• Passage to read

%%

The Currents Space of Graphs
James Benn, Anna Calissano, Stephen Marsland, Xavier Pennec.
We defined in [hal-03910825] a novel embedding space for binary undirected graphs, the Currents Spaces of Graphs. We represent simple graphs on n vertices by 1-forms over a complete graph K_n. It is shown that these 1-forms lie on a hypersphere in the Hilbert space L^2 (\Omega^1_{K_n}) of all 1-forms and the round metric induces a natural distance metric on graphs. The metric itself reduces to a global spherical Jaccard-type metric which can be computed from edge-list data alone. The structure of the graph space embedding for three vertices is illustrated in the figure.
Lastly, we describe the global structure of the 1-forms representing graphs and how these can be exploited for the statistical analysis of a sample of graphs.
The Measurement and Analysis of Shape: An Application of hydrodynamics and probability theory
James Benn, Stephen Marsland.
A de Rham p-current can be viewed as a map (the current map) between the set of embeddings of a closed p-dimensional manifold into an ambient n-manifold and the set of linear functionals on differential p-forms. We demonstrate that, for suitably chosen Sobolev topologies on both the space of embeddings and the space of p-forms, the current map is continuously differentiable, with an image that consists of bounded linear functionals on p-forms. Using the Riesz representation theorem we prove that each p-current can be represented by a unique co-exact differential form that has a particular interpretation depending on p.

%%

• Parts of the exercise
a - In the research abstracts on graphs and shape analysis, quote the text between "We defined in" and "Benn, Stephen Marsland.", inclusive.
b - Extend the research abstracts on graphs and shape analysis, picking up right after their final sentence.

• Information provided

%%

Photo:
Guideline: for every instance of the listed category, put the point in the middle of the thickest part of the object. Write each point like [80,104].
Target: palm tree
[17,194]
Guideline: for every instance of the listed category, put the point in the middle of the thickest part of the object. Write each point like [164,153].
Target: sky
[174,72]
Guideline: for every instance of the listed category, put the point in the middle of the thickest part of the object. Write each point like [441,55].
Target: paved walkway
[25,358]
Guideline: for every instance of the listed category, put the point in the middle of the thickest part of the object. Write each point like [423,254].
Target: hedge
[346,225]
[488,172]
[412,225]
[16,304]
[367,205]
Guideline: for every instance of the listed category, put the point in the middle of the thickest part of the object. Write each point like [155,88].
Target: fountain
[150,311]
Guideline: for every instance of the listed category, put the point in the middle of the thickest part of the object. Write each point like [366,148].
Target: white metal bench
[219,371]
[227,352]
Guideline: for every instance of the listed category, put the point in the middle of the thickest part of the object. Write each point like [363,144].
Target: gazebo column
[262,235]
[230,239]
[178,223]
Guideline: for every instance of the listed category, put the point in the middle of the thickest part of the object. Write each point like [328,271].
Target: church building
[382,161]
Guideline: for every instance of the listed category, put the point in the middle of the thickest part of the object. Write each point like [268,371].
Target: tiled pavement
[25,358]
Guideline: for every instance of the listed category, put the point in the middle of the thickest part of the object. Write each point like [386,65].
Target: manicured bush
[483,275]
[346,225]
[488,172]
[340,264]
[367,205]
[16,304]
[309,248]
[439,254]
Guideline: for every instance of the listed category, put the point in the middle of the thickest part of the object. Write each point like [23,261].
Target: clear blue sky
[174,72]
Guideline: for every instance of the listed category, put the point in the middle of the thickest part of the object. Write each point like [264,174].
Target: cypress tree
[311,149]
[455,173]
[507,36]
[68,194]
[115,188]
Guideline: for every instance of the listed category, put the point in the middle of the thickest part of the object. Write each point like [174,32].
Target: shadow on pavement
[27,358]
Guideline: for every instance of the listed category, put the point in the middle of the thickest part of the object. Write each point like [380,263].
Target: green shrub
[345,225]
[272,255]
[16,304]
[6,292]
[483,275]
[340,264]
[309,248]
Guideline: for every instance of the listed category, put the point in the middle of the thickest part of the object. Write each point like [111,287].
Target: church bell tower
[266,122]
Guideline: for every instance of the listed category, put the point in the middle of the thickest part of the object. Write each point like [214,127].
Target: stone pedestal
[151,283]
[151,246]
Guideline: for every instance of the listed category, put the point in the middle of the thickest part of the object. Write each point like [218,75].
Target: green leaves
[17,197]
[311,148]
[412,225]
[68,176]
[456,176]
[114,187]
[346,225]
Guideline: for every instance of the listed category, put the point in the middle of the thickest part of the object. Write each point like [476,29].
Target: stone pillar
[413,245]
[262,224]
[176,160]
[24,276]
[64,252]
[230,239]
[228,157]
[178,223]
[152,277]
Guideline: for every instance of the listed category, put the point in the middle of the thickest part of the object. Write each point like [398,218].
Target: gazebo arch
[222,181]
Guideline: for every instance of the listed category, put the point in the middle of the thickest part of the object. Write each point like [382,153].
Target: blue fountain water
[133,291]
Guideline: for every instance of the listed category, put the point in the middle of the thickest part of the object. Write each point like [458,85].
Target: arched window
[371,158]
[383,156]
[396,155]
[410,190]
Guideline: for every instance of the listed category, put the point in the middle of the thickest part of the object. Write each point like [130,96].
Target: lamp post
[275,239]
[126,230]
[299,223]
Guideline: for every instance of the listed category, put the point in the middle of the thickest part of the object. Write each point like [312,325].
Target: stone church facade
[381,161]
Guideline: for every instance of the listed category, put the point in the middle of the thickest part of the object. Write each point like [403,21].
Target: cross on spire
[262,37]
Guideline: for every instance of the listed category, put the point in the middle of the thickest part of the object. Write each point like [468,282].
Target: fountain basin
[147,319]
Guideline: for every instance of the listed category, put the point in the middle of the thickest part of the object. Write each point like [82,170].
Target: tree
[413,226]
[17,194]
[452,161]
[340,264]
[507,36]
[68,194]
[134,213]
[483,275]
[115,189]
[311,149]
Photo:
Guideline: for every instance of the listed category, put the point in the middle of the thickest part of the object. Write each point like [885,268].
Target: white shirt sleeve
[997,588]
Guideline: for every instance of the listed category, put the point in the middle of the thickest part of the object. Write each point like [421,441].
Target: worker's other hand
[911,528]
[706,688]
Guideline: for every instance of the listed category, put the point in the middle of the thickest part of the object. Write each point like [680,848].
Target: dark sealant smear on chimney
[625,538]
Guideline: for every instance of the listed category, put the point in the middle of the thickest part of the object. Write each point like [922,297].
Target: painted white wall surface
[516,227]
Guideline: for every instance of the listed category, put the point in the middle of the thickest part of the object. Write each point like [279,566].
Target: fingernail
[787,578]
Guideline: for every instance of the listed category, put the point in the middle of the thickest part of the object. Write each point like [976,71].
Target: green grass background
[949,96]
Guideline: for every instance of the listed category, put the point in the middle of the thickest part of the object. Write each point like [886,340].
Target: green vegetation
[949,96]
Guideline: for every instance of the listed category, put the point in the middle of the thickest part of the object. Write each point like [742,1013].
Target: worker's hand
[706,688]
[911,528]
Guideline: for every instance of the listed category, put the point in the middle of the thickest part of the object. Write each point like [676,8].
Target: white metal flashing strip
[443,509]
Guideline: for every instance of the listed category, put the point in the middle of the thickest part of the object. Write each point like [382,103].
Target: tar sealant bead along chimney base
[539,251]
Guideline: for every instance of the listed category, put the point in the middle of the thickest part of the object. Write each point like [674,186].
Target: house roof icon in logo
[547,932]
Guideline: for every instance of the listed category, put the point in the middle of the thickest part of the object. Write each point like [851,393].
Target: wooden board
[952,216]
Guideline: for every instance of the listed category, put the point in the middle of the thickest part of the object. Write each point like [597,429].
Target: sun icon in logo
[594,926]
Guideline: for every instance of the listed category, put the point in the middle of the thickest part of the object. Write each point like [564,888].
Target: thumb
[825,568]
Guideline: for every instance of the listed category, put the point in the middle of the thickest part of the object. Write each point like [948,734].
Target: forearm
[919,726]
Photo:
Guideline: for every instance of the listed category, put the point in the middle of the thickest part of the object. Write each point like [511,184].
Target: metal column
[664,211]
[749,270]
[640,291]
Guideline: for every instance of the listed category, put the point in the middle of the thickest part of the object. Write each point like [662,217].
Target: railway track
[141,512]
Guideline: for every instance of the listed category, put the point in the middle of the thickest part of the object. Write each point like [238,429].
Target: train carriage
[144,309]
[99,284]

%%

• Expected results
a -
We defined in [hal-03910825] a novel embedding space for binary undirected graphs, the Currents Spaces of Graphs. We represent simple graphs on n vertices by 1-forms over a complete graph K_n. It is shown that these 1-forms lie on a hypersphere in the Hilbert space L^2 (\Omega^1_{K_n}) of all 1-forms and the round metric induces a natural distance metric on graphs. The metric itself reduces to a global spherical Jaccard-type metric which can be computed from edge-list data alone. The structure of the graph space embedding for three vertices is illustrated in the figure.
Lastly, we describe the global structure of the 1-forms representing graphs and how these can be exploited for the statistical analysis of a sample of graphs.
The Measurement and Analysis of Shape: An Application of hydrodynamics and probability theory
James Benn, Stephen Marsland.

b -
Embeddings of a manifold can be thought of as shapes with a prescribed topology. Our analysis of the current map provides us with representations of shapes that can be used for the measurement and statistical analysis of collections of shapes. We consider two special cases of our general analysis and prove that: (1) if p=n-1 then closed, embedded, co-dimension one surfaces are naturally represented by probability distributions on the ambient manifold; and (2) if p=1 then closed, embedded, one-dimensional curves are naturally represented by fluid flows on the ambient manifold. In each case we outline some statistical applications using an \dot{H}^{1} and L^{2} metric, respectively. [hal-03556752]

Tangent phylogenetic PCA
Morten Pedersen, Stefan Sommer, Xavier Pennec.
Phylogenetic PCA (p-PCA) is a well-known version of PCA for observations that are leaf nodes of a phylogenetic tree. The method works on Euclidean data, but in evolutionary biology there is a need for applying it to data on manifolds, particularly shape-trees. We provide in [hal-03842847] a generalization of p-PCA to data lying on Riemannian manifolds, called Tangent p-PCA. The figure illustrates step 1 of our method, consisting of estimating the unknown root node of the phylogenetic tree.

Wrapped Gaussian Process Regression on Riemannian Manifolds
Tom Szwagier, Arthur Pignet.
This work focuses on the implementation in the python library Geomstats of wrapped Gaussian process regression on Riemannian manifolds. This work won the second prize from the ICLR Computational Geometry &Topology Challenge associated to the ICLR 2022 Workshop on Geometrical and Topological Representation Learning. The challenge and its submissions are summarized in the white paper [hal-03903044] and the code is available on the challenge repository.

Geometries of covariance and correlation matrices
Yann Thanwerdas, Xavier Pennec.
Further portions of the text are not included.